» **The problem**:
Would you restate all the data that follows, word for word?

** Begin Entries supplied **

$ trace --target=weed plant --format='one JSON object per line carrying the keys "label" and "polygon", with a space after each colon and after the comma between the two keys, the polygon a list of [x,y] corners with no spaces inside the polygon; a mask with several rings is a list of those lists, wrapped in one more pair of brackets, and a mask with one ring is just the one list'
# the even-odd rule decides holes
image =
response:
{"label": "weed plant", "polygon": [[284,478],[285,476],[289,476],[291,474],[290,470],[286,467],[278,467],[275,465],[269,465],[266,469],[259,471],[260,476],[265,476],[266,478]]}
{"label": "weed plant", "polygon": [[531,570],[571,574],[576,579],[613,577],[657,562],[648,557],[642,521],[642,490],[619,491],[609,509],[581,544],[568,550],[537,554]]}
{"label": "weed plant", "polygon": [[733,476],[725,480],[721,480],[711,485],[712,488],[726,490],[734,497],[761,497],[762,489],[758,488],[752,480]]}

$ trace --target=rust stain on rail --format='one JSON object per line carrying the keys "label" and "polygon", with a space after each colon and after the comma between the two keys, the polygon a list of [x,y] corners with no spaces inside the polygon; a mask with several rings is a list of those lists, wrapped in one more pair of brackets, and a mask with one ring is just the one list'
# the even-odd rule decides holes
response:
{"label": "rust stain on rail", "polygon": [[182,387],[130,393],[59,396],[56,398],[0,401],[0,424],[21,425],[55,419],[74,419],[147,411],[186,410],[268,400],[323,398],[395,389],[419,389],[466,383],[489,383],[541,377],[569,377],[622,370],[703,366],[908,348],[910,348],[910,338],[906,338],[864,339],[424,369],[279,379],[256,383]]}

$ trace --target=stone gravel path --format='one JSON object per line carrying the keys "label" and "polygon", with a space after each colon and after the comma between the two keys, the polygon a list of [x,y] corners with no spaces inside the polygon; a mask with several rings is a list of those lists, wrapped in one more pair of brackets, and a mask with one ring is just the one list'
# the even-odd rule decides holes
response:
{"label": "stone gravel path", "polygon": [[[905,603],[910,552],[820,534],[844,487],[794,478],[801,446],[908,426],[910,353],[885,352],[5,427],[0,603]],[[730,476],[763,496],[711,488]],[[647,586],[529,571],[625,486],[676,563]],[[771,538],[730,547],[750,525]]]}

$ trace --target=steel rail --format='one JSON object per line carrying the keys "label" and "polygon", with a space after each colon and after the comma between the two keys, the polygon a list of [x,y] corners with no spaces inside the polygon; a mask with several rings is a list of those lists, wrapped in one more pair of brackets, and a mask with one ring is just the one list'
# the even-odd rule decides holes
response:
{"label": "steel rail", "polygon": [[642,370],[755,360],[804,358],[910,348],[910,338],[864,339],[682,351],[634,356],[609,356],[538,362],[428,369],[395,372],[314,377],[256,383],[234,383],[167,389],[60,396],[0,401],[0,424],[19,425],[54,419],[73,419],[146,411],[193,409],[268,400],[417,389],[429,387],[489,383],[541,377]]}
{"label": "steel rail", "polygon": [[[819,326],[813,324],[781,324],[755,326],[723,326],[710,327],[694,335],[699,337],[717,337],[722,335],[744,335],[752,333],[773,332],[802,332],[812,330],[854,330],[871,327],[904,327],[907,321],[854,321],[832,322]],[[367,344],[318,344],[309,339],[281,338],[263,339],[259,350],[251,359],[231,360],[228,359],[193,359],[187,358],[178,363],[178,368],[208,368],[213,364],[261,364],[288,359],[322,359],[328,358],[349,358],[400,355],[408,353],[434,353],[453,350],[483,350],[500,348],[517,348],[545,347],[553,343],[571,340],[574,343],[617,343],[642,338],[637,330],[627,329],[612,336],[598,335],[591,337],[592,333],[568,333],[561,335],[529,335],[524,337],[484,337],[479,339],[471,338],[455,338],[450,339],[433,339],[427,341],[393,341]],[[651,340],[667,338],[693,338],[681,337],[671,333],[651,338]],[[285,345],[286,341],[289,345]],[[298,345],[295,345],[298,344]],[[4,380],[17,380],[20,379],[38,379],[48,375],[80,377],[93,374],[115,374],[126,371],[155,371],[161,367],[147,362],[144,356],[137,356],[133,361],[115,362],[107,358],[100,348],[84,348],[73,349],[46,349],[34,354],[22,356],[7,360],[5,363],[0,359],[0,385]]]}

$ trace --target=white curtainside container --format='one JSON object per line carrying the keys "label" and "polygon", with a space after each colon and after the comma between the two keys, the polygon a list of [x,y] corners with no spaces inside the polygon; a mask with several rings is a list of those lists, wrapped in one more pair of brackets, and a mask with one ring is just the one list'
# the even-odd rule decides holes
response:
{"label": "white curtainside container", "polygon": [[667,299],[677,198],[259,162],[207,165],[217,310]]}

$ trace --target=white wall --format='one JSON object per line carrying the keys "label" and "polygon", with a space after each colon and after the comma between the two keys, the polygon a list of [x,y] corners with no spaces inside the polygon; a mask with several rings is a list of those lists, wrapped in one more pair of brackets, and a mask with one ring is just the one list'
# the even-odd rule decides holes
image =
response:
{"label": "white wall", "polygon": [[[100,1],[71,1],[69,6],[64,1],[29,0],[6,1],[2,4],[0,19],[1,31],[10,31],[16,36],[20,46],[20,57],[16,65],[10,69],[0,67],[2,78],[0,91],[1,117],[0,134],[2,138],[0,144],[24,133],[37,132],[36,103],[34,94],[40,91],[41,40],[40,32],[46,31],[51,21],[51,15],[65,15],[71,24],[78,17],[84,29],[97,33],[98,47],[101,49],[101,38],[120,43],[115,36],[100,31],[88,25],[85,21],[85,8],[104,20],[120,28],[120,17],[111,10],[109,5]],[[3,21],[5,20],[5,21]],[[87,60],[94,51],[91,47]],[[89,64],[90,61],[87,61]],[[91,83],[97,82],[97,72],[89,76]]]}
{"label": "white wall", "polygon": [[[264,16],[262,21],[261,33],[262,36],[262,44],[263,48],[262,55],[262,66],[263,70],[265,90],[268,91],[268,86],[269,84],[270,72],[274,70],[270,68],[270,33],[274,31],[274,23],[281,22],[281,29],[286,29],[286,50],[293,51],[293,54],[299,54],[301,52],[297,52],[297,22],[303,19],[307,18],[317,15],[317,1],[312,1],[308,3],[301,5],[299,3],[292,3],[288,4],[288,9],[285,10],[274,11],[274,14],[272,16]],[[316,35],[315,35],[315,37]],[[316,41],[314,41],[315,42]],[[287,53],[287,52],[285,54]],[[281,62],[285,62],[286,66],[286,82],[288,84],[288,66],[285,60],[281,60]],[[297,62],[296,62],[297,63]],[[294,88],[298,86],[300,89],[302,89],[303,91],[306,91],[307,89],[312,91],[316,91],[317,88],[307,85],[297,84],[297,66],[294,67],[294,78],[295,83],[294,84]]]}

** End Entries supplied **

» **The solution**:
$ trace --target=weed plant --format='one JSON object per line carrying the keys "label" and "polygon", with a space after each colon and after the comma between the two keys, the polygon a list of [x,y] corners with no spaces inside the polygon; a mask with several rings is a list of those lists, wrapped in one more pair of brackets, and a mask with one ring is just the one list'
# the even-odd rule decides holes
image =
response:
{"label": "weed plant", "polygon": [[284,478],[285,476],[289,476],[291,474],[290,470],[286,467],[278,467],[275,465],[269,465],[266,469],[259,471],[260,476],[265,476],[266,478]]}
{"label": "weed plant", "polygon": [[531,570],[571,574],[576,579],[613,577],[657,562],[648,557],[642,521],[642,490],[619,491],[609,509],[581,544],[568,550],[537,554]]}
{"label": "weed plant", "polygon": [[733,476],[725,480],[721,480],[711,485],[712,488],[726,490],[734,497],[761,497],[762,489],[758,488],[752,480]]}

$ trace --target=rust stain on rail --format='one JSON object per line carrying the keys "label" and "polygon", with a space after each colon and after the comma between the two keys, the polygon a list of [x,y] corners with no spaces inside the polygon; a mask with several rings is a list of those lists, wrapped in one more pair of brackets, and a mask with one ring is just the one list'
# the even-odd rule decides holes
response:
{"label": "rust stain on rail", "polygon": [[182,387],[130,393],[59,396],[56,398],[0,401],[0,424],[21,425],[55,419],[74,419],[147,411],[186,410],[268,400],[323,398],[395,389],[419,389],[466,383],[489,383],[541,377],[569,377],[622,370],[703,366],[908,348],[910,348],[910,338],[906,338],[864,339],[424,369],[279,379],[256,383]]}

$ trace --target=stone gravel path --format='one JSON object per line carrying the keys "label" and "polygon", with a space after each colon and after the comma between the two keys, the polygon a list of [x,y] corners with no spaces inside the polygon; a mask with several rings is a list of those lists, wrapped in one more pair of brackets, and a mask with one ring is just the one list'
# the even-odd rule decides holes
response:
{"label": "stone gravel path", "polygon": [[[905,603],[910,552],[820,534],[844,487],[794,478],[801,446],[908,426],[910,353],[885,352],[5,427],[0,603]],[[730,476],[763,496],[711,488]],[[647,586],[529,571],[625,486],[676,563]],[[771,538],[730,547],[750,525]]]}

$ trace --target=steel rail --format='one JSON object per line carrying the keys "label" and "polygon", with a space after each colon and after the comma between the two keys, the polygon a list of [x,y] corners with no spaces inside the polygon; a mask with several rings is a list of those lists, wrapped in one more pair of brackets, and a mask with one ring is just the one list'
# the even-odd rule decides holes
response:
{"label": "steel rail", "polygon": [[642,370],[755,360],[804,358],[910,348],[910,338],[864,339],[682,351],[634,356],[609,356],[538,362],[428,369],[395,372],[314,377],[256,383],[234,383],[167,389],[60,396],[0,401],[0,424],[19,425],[54,419],[73,419],[146,411],[193,409],[268,400],[417,389],[429,387],[489,383],[541,377]]}
{"label": "steel rail", "polygon": [[[819,326],[813,324],[781,324],[755,326],[723,326],[710,327],[694,335],[699,337],[717,337],[722,335],[744,335],[752,333],[773,332],[802,332],[812,330],[854,330],[871,327],[904,327],[907,321],[854,321],[832,322]],[[367,344],[318,344],[309,339],[281,338],[263,339],[259,350],[251,359],[231,360],[228,359],[193,359],[187,358],[178,363],[178,368],[208,368],[213,364],[261,364],[288,359],[322,359],[328,358],[349,358],[400,355],[408,353],[434,353],[453,350],[483,350],[500,348],[517,348],[545,347],[553,343],[571,340],[574,343],[617,343],[642,338],[637,330],[627,329],[612,336],[598,335],[591,337],[592,333],[568,333],[561,335],[529,335],[524,337],[484,337],[479,339],[471,338],[455,338],[450,339],[433,339],[427,341],[393,341]],[[651,340],[667,338],[693,338],[681,337],[671,333],[651,338]],[[285,345],[286,341],[289,345]],[[298,345],[295,345],[298,344]],[[4,380],[17,380],[20,379],[38,379],[48,375],[80,377],[93,374],[115,374],[126,371],[155,371],[161,367],[147,362],[144,356],[137,356],[133,361],[115,362],[107,358],[100,348],[84,348],[73,349],[46,349],[34,354],[22,356],[7,360],[5,363],[0,359],[0,385]]]}

$ trace --target=white curtainside container --format='one JSON object per line carrying the keys "label" and "polygon", with a space after each colon and after the comma between the two keys, the polygon a list of [x,y] corners with no spaces inside the polygon; a mask with several rings is a list of those lists, wrapped in one more pair of brackets, and a mask with one ring is just the one list'
# the even-odd rule decides holes
response:
{"label": "white curtainside container", "polygon": [[667,299],[677,198],[259,162],[207,165],[217,310]]}

$ trace --target=white wall --format='one JSON object per line carrying the keys "label" and "polygon", with a space after each colon and after the comma between the two keys, the polygon a list of [x,y] corners with no spaces inside the polygon; a mask with several rings is a list of those lists, wrapped in one more pair of brackets, and a mask with one ring is just the one list'
# the even-odd rule decides holes
image =
response:
{"label": "white wall", "polygon": [[[100,1],[71,1],[69,6],[64,1],[29,0],[6,1],[2,4],[0,19],[1,31],[10,31],[16,36],[20,46],[20,57],[16,65],[10,69],[0,67],[2,78],[0,91],[1,117],[0,134],[2,138],[0,144],[24,133],[37,132],[36,103],[34,94],[40,91],[41,40],[40,32],[46,31],[51,21],[51,15],[65,15],[71,24],[78,17],[84,29],[97,33],[98,47],[101,49],[101,38],[120,43],[115,36],[100,31],[88,25],[85,21],[85,8],[104,20],[120,28],[120,17],[111,10],[109,5]],[[3,21],[5,20],[5,21]],[[87,60],[94,51],[91,47]],[[89,64],[90,61],[87,61]],[[91,83],[97,82],[97,72],[89,76]]]}
{"label": "white wall", "polygon": [[[264,16],[262,21],[261,33],[262,36],[262,44],[263,48],[262,55],[262,66],[263,70],[265,90],[268,91],[268,86],[269,84],[270,72],[274,70],[270,68],[270,33],[274,31],[274,23],[281,22],[281,29],[286,29],[286,50],[293,51],[293,54],[299,54],[301,52],[297,52],[297,22],[303,19],[307,18],[317,15],[317,1],[312,1],[308,3],[301,5],[299,3],[292,3],[288,4],[288,9],[285,10],[274,11],[274,14],[272,16]],[[316,35],[315,35],[315,37]],[[316,41],[314,41],[315,42]],[[287,53],[287,52],[285,54]],[[281,62],[285,62],[286,66],[286,82],[288,84],[288,66],[285,60],[281,60]],[[297,62],[296,62],[297,63]],[[294,88],[298,86],[300,89],[302,89],[303,91],[306,91],[307,89],[312,91],[316,91],[317,88],[307,85],[297,84],[297,66],[294,67],[294,78],[295,83],[294,84]]]}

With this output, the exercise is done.